▽
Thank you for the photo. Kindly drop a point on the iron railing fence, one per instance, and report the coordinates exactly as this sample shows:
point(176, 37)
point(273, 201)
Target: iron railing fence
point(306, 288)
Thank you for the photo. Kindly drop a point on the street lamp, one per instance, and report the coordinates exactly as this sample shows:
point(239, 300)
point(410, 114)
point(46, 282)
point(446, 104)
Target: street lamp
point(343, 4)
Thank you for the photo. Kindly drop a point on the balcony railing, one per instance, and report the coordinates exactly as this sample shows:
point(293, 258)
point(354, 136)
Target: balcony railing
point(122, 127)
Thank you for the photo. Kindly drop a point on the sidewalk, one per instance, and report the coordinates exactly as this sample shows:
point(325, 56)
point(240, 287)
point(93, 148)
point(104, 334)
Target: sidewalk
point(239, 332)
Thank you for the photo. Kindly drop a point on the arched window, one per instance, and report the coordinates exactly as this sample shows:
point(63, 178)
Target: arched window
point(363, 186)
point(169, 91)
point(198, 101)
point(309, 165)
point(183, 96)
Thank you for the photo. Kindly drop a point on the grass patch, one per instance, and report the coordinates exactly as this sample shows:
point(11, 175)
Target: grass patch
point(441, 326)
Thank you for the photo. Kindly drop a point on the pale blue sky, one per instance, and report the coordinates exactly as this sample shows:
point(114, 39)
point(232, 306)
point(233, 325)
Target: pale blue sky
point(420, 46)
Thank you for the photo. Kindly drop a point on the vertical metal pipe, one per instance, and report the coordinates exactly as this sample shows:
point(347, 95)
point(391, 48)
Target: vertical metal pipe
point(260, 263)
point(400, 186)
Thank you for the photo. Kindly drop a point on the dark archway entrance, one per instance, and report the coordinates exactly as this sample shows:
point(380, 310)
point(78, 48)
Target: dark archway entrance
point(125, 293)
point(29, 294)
△
Update the listing above so that every "drop" becomes "place", and keep everything else unchanged.

Thank you for the photo. Kindly place a point on the iron railing fence, one per instance, and report the coordinates exactly as this sample shows:
point(176, 37)
point(273, 201)
Target: iron railing fence
point(306, 288)
Thank you for the photo. Kindly place a point on the street lamp, one per instance, and report the coordinates exactly as this sample shows:
point(239, 300)
point(410, 114)
point(46, 282)
point(446, 104)
Target: street lamp
point(343, 4)
Thank you for the photo. Kindly place a point on the balcony railing, one per instance, and report the coordinates exactly as this sample shows:
point(293, 258)
point(354, 136)
Target: balcony railing
point(122, 127)
Thank you for the photo. Kindly place a point on the sidewalk, one per instance, and report the coordinates exactly as this sample shows:
point(325, 56)
point(240, 287)
point(93, 148)
point(104, 334)
Target: sidewalk
point(239, 332)
Thank you for the photo. Kindly place a point on the arched window, one per instance, and report the coordinates exactly as this sample shows:
point(63, 178)
Target: arched window
point(363, 186)
point(169, 91)
point(198, 101)
point(309, 165)
point(183, 96)
Thank you for the photo. Kindly place a point on the grass patch, one per instance, and report the coordinates exactly as this sample shows:
point(11, 175)
Target: grass patch
point(441, 326)
Thank you for the photo. Kindly place a point on the pale blue sky, one per instance, and report the coordinates exactly as this sample shows:
point(114, 39)
point(232, 306)
point(233, 325)
Target: pale blue sky
point(420, 46)
Thank you for the photo. Kindly place a point on the vertical metal pipe, one per instance, and report the coordinates exactly as this sample shows:
point(347, 95)
point(391, 48)
Target: vertical metal pipe
point(260, 263)
point(400, 186)
Thank you for the photo. Kindly place a point on the dark archway entrance, one per instance, and report the coordinates exactly as this sample shows:
point(380, 310)
point(78, 48)
Target: dark archway entrance
point(125, 293)
point(29, 294)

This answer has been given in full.